# Christmas Index



## Agent

Hey Everybody, 

I am currently working on an christmas index that will contain various information including:
"Roughly Cost of Alc Drink in Christmas Market"
"Roughly Cost of Non-Alc Drink in Christmas Market"
"Typical Christmas Dish"
"Typical Christmas Drink"
"Typical Non Alcoholic Drink"

At the moment I need this information about the following cities:
Bilbao
Barcelona
Benidorm
Gran Canaria
Seville

It would be so great, when you help me out with this information. 
If there is anyone interested, I would like to write a book about Christmas traditions
The information is intended for this purpose:santa::xmasunwrap::santaface:

I hope it is not a problem when I post this post for the other cities in the respective forums.


----------



## xabiaxica

:welcome:
I've moved your post to the Media Requests area of the forum, which is where requests such as your must be posted

Good luck with your book


----------



## Agent

Nobody who can help me?


----------



## baldilocks

Agent said:


> Hey Everybody,
> 
> I am currently working on an christmas index that will contain various information including:
> "Roughly Cost of Alc Drink in Christmas Market"
> "Roughly Cost of Non-Alc Drink in Christmas Market"

* [WHAT THIS EXERCISE ASKS]
**A.** Return, copied word for word, the part of the Christmas index thread that opens with the words containing "At the moment" and closes with "with this information.".
**B.** Select each line in the records that holds the string "grass", treating uppercase and lowercase as different.
The Christmas index thread and the records come from unrelated sources.

* [DATASET EXCERPTS]
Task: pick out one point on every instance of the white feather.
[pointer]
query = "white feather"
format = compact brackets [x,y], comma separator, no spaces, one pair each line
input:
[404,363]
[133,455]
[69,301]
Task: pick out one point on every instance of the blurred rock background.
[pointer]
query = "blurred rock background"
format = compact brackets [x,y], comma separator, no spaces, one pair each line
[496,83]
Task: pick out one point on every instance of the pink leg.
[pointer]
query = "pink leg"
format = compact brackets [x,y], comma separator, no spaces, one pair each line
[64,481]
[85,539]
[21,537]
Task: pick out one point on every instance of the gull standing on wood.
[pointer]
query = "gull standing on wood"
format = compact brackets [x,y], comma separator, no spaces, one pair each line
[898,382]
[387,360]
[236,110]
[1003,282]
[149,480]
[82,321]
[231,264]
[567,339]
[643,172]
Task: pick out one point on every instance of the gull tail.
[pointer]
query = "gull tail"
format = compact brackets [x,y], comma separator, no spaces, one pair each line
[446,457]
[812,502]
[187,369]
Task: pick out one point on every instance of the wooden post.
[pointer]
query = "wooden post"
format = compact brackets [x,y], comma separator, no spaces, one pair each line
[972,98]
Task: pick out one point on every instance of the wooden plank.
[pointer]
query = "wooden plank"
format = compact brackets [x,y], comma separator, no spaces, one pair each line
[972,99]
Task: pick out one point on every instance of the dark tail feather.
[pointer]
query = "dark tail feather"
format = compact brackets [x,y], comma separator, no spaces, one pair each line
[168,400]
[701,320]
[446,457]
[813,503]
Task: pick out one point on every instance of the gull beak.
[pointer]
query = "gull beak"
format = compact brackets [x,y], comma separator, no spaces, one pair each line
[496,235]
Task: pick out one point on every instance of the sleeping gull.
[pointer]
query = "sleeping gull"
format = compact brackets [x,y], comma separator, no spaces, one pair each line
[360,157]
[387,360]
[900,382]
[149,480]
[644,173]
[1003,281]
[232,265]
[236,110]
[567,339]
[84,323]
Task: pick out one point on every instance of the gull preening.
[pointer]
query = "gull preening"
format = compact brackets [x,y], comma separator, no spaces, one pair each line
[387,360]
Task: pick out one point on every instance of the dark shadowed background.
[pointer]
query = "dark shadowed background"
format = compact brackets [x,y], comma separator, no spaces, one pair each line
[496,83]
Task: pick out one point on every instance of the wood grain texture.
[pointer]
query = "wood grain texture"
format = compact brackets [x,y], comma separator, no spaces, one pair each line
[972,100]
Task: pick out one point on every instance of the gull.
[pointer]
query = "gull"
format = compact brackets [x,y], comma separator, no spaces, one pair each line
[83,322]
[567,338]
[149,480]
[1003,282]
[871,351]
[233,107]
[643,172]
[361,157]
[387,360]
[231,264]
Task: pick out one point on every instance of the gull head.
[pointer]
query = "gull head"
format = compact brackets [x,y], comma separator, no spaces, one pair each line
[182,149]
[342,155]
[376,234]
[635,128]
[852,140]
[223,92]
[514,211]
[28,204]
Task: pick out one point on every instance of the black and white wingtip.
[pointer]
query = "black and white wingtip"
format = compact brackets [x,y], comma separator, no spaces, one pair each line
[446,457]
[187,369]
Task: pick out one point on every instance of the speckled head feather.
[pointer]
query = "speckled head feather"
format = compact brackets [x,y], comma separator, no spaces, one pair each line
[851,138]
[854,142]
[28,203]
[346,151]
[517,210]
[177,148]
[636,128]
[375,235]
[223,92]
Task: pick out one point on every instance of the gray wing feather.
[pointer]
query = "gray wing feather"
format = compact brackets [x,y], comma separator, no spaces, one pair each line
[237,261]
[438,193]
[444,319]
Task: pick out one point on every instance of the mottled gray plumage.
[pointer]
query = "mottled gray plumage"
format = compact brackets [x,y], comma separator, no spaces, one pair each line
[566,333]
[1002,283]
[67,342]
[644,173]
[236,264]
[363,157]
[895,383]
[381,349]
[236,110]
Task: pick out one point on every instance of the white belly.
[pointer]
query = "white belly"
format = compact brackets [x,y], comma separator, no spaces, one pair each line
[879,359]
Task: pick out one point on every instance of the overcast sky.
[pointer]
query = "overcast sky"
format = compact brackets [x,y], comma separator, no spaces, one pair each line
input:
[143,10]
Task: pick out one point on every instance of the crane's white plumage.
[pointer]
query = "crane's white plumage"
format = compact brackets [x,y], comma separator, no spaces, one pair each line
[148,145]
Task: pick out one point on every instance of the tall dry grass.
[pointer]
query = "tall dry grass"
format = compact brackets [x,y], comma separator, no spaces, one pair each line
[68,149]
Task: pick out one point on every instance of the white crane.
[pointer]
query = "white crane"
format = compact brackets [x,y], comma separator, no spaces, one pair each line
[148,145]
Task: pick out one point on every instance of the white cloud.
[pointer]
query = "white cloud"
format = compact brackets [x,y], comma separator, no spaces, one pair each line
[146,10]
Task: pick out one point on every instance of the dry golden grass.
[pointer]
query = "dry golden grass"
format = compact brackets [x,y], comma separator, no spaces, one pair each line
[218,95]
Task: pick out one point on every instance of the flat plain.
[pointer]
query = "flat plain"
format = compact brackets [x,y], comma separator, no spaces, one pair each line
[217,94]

* [PER-TASK OUTPUTS]
**A.**
At the moment I need this information about the following cities:
Bilbao
Barcelona
Benidorm
Gran Canaria
Seville

It would be so great, when you help me out with this information.

**B.**
Task: pick out one point on every instance of the tall dry grass.
query = "tall dry grass"
Task: pick out one point on every instance of the dry golden grass.
query = "dry golden grass"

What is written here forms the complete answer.